◆ **TEXT EXTRACT**

I remember being numb emotionally and then after the epidural… Just being 80% numb all over. Holding my sweet baby was the greatest feeling. She is a big huge glowing tsunami of #BlackGirlMagic. I held her. He held her. He didn’t hug me. He didn’t smile at me. He didn’t kiss me. He came and sat on the visitor’s sofa, told me he couldn’t stay the night because he was tired and he was going home.
I stayed awake 72hrs – OUT OF FEAR AND BEFUDDLEMENT. I WAS SCARED AND I NEED LOVE AND SUPPORT, BUT I WAS ALONE. I WAS ALONE WITH MY BABY.
The first three days of her life. I did not sleep. The 2008 Olympics were on and I watched all of it. 3 days. I was so petrified and scared of being a new parent that my body went into “flight or fight” mode. On day 3, the doctor came to me and noticed I had taken no pain meds. I was up for 3 days, no pain meds, I hadn’t used the bathroom, I was awake but still she noticed something was wrong.

◆ **INPUT**

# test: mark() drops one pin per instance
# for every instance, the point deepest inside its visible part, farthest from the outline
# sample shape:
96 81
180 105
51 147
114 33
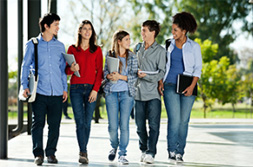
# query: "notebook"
183 81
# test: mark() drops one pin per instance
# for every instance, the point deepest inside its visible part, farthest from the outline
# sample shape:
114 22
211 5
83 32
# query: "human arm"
188 91
27 63
160 87
197 60
74 66
63 74
161 62
99 69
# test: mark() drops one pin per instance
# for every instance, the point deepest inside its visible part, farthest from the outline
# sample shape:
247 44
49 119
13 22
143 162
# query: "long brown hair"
93 38
114 52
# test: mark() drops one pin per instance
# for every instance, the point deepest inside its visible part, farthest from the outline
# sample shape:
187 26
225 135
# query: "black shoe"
112 154
83 158
172 156
52 159
67 117
179 158
39 160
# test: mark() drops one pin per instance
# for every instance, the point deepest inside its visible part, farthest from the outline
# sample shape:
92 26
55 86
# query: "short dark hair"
93 38
48 19
152 26
185 21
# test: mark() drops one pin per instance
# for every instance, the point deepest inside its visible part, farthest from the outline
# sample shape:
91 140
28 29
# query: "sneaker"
148 159
143 156
52 159
122 159
179 158
83 158
112 154
39 160
172 156
67 117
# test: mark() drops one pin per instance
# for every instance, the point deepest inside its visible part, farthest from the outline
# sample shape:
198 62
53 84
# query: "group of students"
134 87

◆ **TASK SET**
1. Return the part of the childbirth account that opens with the words containing "I remember being" and closes with "WITH MY BABY.".
2. Please retype all of the entries above, line for line, without any changes, and leave the pictures out.

◆ **WRITTEN RESPONSES**
1.
I remember being numb emotionally and then after the epidural… Just being 80% numb all over. Holding my sweet baby was the greatest feeling. She is a big huge glowing tsunami of #BlackGirlMagic. I held her. He held her. He didn’t hug me. He didn’t smile at me. He didn’t kiss me. He came and sat on the visitor’s sofa, told me he couldn’t stay the night because he was tired and he was going home.
I stayed awake 72hrs – OUT OF FEAR AND BEFUDDLEMENT. I WAS SCARED AND I NEED LOVE AND SUPPORT, BUT I WAS ALONE. I WAS ALONE WITH MY BABY.

2.
# test: mark() drops one pin per instance
# for every instance, the point deepest inside its visible part, farthest from the outline
# sample shape:
96 81
180 105
51 147
114 33
# query: "notebook"
183 81
# test: mark() drops one pin per instance
# for every instance, the point deepest inside its visible part, farthest from the outline
# sample shape:
114 22
211 5
83 32
# query: "human arm"
188 91
27 63
160 87
197 60
74 66
63 74
161 62
99 69
# test: mark() drops one pin per instance
# for every instance, the point deepest inside its visible part, farthest from the outline
# sample shape:
247 44
49 119
13 22
143 162
# query: "long brown hair"
93 38
114 52
# test: mark() drops one pin per instance
# for every instance, the point deepest inside its visible part, farthest from the outline
# sample shape:
187 26
225 135
# query: "black shoe"
112 154
83 158
172 156
52 159
67 117
179 158
39 160
# test: mark() drops one pin per instance
# for every instance, the point deepest inside its visible part, farthest from the outline
# sample shape:
92 26
55 86
# query: "short dark hair"
93 38
48 19
152 26
185 21
# test: mark() drops one pin per instance
# for every instance, the point deepest inside its visible part, farthest from the outline
# sample shape:
91 140
28 29
# query: "sneaker"
148 159
143 156
52 159
122 159
179 158
83 158
112 154
39 160
172 156
67 117
# test: mark() drops one pin per instance
# for every instance, the point deepest inside its visible part, farthest from the outline
# sample shape:
198 62
53 84
# query: "group of students"
134 87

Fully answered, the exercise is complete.